* GIVEN REQUEST:
Repeat exactly the lines that run from the one containing "Could you kindly pick out the illuminated" to the end of the data, and leave out all others.

Start RECORDS FOR PROCESSING

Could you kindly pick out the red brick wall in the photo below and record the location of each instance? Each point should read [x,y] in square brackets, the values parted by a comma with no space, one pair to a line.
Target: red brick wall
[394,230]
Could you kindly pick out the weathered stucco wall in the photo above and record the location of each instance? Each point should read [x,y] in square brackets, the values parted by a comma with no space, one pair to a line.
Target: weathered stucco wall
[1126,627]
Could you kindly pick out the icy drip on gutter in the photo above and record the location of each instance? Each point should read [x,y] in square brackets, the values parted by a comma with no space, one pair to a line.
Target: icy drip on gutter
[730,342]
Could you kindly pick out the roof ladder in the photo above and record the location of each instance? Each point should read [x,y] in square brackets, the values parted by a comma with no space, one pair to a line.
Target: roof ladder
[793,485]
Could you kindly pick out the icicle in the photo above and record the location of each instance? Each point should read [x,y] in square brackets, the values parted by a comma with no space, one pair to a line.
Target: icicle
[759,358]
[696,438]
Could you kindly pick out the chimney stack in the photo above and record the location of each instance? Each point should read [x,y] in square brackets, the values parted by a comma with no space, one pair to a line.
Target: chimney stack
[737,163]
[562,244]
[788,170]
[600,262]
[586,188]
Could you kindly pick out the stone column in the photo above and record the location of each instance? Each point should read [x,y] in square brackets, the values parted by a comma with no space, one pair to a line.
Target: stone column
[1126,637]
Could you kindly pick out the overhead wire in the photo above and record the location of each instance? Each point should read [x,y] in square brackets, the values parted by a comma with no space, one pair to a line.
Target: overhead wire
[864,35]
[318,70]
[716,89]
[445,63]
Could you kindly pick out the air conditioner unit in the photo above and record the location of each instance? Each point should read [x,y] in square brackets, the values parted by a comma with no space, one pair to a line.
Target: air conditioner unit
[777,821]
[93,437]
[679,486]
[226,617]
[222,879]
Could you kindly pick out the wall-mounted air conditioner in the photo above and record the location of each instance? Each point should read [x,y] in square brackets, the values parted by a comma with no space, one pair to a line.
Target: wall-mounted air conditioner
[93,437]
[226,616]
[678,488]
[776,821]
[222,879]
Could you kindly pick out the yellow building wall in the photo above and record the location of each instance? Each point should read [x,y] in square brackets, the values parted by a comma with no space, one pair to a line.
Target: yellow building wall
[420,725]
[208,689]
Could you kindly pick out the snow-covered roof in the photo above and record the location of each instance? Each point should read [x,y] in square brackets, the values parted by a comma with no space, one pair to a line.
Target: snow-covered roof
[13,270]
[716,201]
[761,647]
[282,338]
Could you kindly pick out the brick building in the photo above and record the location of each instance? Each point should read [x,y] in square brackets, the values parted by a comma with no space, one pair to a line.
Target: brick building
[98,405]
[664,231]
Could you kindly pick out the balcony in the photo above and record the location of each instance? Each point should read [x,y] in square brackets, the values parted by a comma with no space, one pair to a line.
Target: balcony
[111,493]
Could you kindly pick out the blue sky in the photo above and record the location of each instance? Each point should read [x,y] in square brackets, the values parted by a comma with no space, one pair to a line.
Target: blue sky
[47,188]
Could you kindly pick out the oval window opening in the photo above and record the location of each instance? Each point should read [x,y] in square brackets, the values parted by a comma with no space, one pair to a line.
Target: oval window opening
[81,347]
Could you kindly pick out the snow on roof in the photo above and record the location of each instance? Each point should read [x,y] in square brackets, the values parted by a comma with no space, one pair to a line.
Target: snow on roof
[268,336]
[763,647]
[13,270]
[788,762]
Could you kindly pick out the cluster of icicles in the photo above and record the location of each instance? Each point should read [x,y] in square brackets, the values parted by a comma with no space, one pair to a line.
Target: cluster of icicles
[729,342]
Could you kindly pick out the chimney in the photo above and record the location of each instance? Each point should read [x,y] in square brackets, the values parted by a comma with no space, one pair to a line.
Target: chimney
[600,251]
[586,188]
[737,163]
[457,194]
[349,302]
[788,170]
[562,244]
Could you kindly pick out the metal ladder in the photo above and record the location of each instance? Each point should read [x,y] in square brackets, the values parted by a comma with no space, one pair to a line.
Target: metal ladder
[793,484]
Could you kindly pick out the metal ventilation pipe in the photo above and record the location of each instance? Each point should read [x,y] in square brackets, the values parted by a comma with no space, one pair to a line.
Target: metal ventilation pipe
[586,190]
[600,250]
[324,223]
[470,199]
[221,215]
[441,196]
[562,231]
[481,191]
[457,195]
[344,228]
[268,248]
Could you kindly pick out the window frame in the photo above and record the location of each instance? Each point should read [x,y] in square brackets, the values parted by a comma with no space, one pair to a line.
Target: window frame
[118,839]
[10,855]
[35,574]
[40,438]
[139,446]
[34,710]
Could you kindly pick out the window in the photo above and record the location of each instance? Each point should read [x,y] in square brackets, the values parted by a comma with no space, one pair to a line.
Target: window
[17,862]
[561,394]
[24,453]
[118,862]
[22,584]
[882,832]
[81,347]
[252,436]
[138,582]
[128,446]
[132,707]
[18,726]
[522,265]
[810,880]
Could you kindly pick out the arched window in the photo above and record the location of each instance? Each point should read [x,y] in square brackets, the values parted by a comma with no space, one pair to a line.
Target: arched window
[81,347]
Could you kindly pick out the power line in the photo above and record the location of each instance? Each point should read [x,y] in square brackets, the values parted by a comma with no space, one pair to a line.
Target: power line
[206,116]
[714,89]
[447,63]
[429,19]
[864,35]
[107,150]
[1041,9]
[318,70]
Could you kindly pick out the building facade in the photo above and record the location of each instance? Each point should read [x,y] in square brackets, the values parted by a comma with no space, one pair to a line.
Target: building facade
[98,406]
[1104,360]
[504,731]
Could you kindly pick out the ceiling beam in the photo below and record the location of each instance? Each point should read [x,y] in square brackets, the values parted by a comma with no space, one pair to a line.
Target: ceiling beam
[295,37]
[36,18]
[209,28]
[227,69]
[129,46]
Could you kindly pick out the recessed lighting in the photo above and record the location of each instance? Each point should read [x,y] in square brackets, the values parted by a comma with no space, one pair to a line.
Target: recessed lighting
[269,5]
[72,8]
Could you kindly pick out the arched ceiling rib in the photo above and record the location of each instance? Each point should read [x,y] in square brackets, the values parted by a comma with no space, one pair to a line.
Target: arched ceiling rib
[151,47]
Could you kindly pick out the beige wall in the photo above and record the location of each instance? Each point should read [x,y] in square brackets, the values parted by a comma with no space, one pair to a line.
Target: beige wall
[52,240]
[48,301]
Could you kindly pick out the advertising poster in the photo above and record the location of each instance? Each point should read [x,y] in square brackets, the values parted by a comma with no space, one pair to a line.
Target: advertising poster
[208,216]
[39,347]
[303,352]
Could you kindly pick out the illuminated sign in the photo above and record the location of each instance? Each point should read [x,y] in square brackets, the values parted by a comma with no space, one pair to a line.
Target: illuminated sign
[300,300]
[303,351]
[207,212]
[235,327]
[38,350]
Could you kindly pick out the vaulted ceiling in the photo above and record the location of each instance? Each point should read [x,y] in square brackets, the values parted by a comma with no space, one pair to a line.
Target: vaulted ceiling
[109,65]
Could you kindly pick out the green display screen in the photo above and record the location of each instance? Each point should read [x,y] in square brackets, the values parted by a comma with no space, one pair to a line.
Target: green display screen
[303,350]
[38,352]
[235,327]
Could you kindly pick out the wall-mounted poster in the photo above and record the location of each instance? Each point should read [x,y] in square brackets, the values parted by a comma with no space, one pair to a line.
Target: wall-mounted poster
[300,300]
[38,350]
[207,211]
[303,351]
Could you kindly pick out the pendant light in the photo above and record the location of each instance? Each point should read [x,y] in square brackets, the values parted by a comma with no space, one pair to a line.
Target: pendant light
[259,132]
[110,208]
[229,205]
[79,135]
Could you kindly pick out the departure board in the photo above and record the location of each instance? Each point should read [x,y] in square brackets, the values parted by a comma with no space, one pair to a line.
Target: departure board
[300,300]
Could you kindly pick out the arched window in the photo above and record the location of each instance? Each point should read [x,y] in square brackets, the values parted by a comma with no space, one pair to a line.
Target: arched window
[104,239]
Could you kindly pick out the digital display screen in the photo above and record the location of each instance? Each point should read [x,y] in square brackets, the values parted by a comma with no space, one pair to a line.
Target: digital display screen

End RECORDS FOR PROCESSING

* TASK ANSWER:
Could you kindly pick out the illuminated sign in the photo above and record the location of each instance? Each point should read [x,y] in square brackets, the values parted by a comma with no space, one pair to a line.
Target: illuminated sign
[300,300]
[303,351]
[207,212]
[235,327]
[38,350]
Could you kindly pick out the vaulted ceiling in the photo above and record the location of each instance? Each point should read [x,y] in square brackets, the values parted by a comma with no space, one pair to a line.
Target: vaulted ceiling
[109,65]
Could you kindly pick out the green display screen in the photo above and record the location of each instance? Each point should read [x,y] in square brackets, the values parted by a comma with no space, one pair to a line.
Target: green display screen
[303,350]
[38,352]
[235,327]
Could you kindly pick out the wall-mounted poster in the photo above and record the location of each instance? Each point should read [x,y] in square brackets, the values parted by a comma with no space, one pair to a line.
Target: wall-mounted poster
[300,300]
[38,350]
[207,211]
[303,351]
Could you kindly pick out the pendant light in the photo above and record the location of each instance? Each point should read [x,y] in square brackets, the values parted by a comma with no space, one pair to a line.
Target: pendant light
[259,132]
[110,208]
[229,205]
[79,135]
Could you kindly pick out the departure board in the photo above and record the location of each instance? Each point should read [x,y] in square brackets, the values parted by a comma with no space, one pair to a line.
Target: departure board
[300,300]
Could you kindly pick out the arched window in the photo above and record the location of each instance? Each point should read [x,y] in square brackets, the values parted by a comma with no space, one pair to a line.
Target: arched window
[104,239]
Could you kindly pick out the digital display screen in the photo above and record the location of each instance? Each point should read [x,y] in square brackets, the values parted by a comma with no space, one pair to a line.
Target: digital display screen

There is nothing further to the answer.